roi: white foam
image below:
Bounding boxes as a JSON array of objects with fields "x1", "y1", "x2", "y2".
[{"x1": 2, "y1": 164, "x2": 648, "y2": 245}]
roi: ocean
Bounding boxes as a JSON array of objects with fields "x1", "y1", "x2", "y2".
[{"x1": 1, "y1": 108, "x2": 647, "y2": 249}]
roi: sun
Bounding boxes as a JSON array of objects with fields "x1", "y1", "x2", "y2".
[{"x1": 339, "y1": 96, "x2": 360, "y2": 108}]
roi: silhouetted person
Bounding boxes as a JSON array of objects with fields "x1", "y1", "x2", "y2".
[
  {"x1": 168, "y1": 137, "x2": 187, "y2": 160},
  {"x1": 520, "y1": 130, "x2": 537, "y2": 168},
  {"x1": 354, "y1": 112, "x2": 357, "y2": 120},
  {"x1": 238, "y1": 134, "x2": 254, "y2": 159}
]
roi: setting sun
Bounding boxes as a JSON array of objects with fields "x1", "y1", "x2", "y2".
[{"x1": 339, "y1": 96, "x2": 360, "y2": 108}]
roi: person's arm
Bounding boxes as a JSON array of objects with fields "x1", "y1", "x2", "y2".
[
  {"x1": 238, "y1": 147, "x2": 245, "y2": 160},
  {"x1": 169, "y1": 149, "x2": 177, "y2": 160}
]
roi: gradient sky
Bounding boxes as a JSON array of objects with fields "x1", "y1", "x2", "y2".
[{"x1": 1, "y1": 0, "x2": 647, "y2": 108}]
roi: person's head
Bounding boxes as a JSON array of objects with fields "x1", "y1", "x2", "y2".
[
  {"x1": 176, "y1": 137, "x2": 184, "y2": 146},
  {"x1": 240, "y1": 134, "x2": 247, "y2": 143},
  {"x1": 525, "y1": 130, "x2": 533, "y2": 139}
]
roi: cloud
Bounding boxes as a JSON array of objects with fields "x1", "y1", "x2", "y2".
━━━━━━━━━━━━━━━━
[Exercise details]
Write the whole listing out again. Keep every line exactly as it is.

[Output of the task]
roi: white foam
image below:
Bounding boxes as a JSON array of objects with fields "x1", "y1", "x2", "y2".
[{"x1": 2, "y1": 164, "x2": 648, "y2": 245}]
roi: ocean
Bounding boxes as a JSON array of objects with fields "x1", "y1", "x2", "y2".
[{"x1": 1, "y1": 108, "x2": 647, "y2": 249}]
roi: sun
Bounding boxes as a JSON array of objects with fields "x1", "y1", "x2", "y2".
[{"x1": 339, "y1": 96, "x2": 360, "y2": 108}]
roi: silhouetted person
Bounding boxes as a JSON array of objects with fields "x1", "y1", "x2", "y2".
[
  {"x1": 168, "y1": 137, "x2": 187, "y2": 160},
  {"x1": 520, "y1": 130, "x2": 537, "y2": 168},
  {"x1": 354, "y1": 112, "x2": 357, "y2": 120},
  {"x1": 238, "y1": 134, "x2": 254, "y2": 159}
]
roi: setting sun
Bounding boxes as a JSON array of objects with fields "x1", "y1", "x2", "y2".
[{"x1": 339, "y1": 96, "x2": 360, "y2": 108}]
roi: person's arm
Bounding boxes as a JSON array of objects with fields "x1", "y1", "x2", "y2".
[
  {"x1": 238, "y1": 147, "x2": 245, "y2": 160},
  {"x1": 169, "y1": 149, "x2": 177, "y2": 160}
]
roi: gradient sky
Bounding boxes as a JSON array of objects with fields "x1", "y1", "x2", "y2".
[{"x1": 1, "y1": 0, "x2": 647, "y2": 108}]
roi: person's head
Bounding boxes as a JSON array of objects with fields "x1", "y1", "x2", "y2".
[
  {"x1": 176, "y1": 137, "x2": 184, "y2": 146},
  {"x1": 240, "y1": 134, "x2": 247, "y2": 143},
  {"x1": 525, "y1": 130, "x2": 533, "y2": 139}
]
roi: cloud
Bounding boxes as a JSON array of objects with fields "x1", "y1", "x2", "y2".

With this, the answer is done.